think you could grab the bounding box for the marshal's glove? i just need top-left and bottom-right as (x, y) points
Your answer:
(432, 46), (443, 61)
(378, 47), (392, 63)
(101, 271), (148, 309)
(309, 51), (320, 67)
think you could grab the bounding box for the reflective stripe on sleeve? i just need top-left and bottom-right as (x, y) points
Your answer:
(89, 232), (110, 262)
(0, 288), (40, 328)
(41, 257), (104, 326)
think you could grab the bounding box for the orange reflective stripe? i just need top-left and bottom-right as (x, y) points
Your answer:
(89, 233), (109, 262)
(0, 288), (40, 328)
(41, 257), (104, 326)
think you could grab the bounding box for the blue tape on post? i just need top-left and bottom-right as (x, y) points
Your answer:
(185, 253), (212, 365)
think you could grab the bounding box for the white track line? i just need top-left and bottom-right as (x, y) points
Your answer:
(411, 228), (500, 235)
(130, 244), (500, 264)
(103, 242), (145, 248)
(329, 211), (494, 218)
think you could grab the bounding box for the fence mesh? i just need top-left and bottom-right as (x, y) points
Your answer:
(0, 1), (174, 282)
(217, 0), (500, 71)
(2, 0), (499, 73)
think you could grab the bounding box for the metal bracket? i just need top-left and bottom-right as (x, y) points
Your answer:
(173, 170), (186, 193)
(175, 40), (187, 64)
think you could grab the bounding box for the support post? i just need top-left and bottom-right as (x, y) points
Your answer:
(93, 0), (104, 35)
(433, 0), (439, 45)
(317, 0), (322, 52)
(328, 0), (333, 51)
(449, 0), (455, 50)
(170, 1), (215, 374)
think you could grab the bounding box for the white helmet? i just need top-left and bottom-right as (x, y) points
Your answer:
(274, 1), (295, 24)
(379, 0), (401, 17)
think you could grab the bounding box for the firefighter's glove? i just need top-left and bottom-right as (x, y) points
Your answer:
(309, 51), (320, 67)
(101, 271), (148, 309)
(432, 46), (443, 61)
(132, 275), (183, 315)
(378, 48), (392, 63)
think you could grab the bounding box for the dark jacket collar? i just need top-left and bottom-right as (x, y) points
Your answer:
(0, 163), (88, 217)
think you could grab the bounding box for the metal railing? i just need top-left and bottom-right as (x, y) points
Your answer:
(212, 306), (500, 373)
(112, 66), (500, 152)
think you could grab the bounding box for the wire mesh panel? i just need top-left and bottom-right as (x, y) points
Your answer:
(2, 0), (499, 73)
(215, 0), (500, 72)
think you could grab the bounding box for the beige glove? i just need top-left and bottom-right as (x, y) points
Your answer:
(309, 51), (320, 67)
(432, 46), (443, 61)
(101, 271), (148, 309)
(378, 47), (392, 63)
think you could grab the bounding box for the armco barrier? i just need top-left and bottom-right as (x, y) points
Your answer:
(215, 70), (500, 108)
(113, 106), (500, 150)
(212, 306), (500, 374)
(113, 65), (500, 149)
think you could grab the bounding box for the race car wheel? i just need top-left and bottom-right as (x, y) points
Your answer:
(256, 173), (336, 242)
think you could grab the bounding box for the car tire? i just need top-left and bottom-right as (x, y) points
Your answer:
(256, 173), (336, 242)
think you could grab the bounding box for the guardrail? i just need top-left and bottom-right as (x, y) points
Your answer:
----------------
Would you restate the material word for word, leaving nothing out?

RESULT OF THE EXERCISE ::
think you could grab the bounding box for the marshal's glove? i just need top-left and bottom-right as (x, y) points
Your answer:
(432, 46), (443, 61)
(378, 47), (392, 63)
(101, 271), (148, 309)
(309, 51), (320, 67)
think you could grab the bounding box for the reflective stripe on sleeve? i just need top-left and bottom-right as (x, y) points
Your answer:
(89, 232), (110, 262)
(0, 288), (40, 328)
(41, 257), (104, 326)
think you could grab the bounding box for the orange reflective stripe? i just need top-left and bottom-right as (x, y) points
Your answer:
(89, 233), (109, 262)
(0, 288), (40, 328)
(41, 257), (104, 326)
think you could grab the bounding box for the blue tape on post? i just need top-left and bottom-right as (x, y) points
Your answer:
(185, 253), (212, 365)
think you could grab the bounding box for the white track line? i just need top-left and bottom-right as (x, y) points
Your answer:
(411, 228), (500, 235)
(130, 244), (500, 264)
(103, 242), (145, 248)
(329, 211), (494, 218)
think you could grab the bounding box for the fence mesh? i just need top-left and bottom-right as (x, y) points
Your answer:
(0, 1), (174, 282)
(217, 0), (500, 71)
(2, 0), (499, 73)
think you could grab the bounding box for the metal bracket? i just need top-left and bottom-right as (x, y) points
Your answer:
(173, 170), (186, 193)
(175, 40), (187, 64)
think you could grab the bounding box for the support post? i just need top-left and bottom-right as (x, y) points
Your answer:
(93, 0), (104, 35)
(433, 0), (439, 45)
(317, 0), (322, 52)
(328, 0), (333, 51)
(449, 0), (455, 50)
(170, 1), (215, 374)
think you could grab the bounding box for the white helmet? i just need top-left and bottom-right as (x, y) points
Your answer:
(274, 1), (295, 24)
(379, 0), (401, 17)
think you could grab the bounding box for the firefighter's glove? i just need top-left and bottom-right as (x, y) points
Your answer:
(309, 51), (320, 67)
(101, 271), (148, 309)
(432, 46), (443, 61)
(132, 275), (183, 315)
(378, 48), (392, 63)
think you could grab the bounding box for the dark jacket collar? i just need top-left and bottom-right as (x, y) points
Your answer:
(0, 163), (88, 217)
think you could grab the bounding box for the metal railing? i just need top-left and bottom-right as (x, y) points
Your answer:
(212, 306), (500, 373)
(112, 66), (500, 152)
think you could grab the bounding box for the wire mesh panel? i just need top-left and bottom-right as (x, y) points
Your answer:
(2, 0), (499, 73)
(215, 0), (500, 72)
think you could grab the bounding box for the beige glove? i just need top-left and bottom-right as (x, y) points
Your answer:
(309, 51), (320, 67)
(432, 46), (443, 61)
(101, 271), (148, 309)
(378, 47), (392, 63)
think you could grab the bounding box for the armco barrier? i just need top-left and bottom-right as (x, y) points
Your answer:
(215, 70), (500, 108)
(113, 106), (500, 150)
(212, 306), (500, 374)
(113, 65), (500, 149)
think you could grab the bounding box for the race car wheel? i just need top-left and bottom-right as (x, y) points
Your answer:
(256, 173), (336, 242)
think you could grab the bounding box for the car tire? i just need top-left and bottom-right as (x, y) points
Your answer:
(256, 173), (336, 242)
think you could grab the bounding box for the guardrail? i just need top-left and bottom-right as (x, y) points
Your answer:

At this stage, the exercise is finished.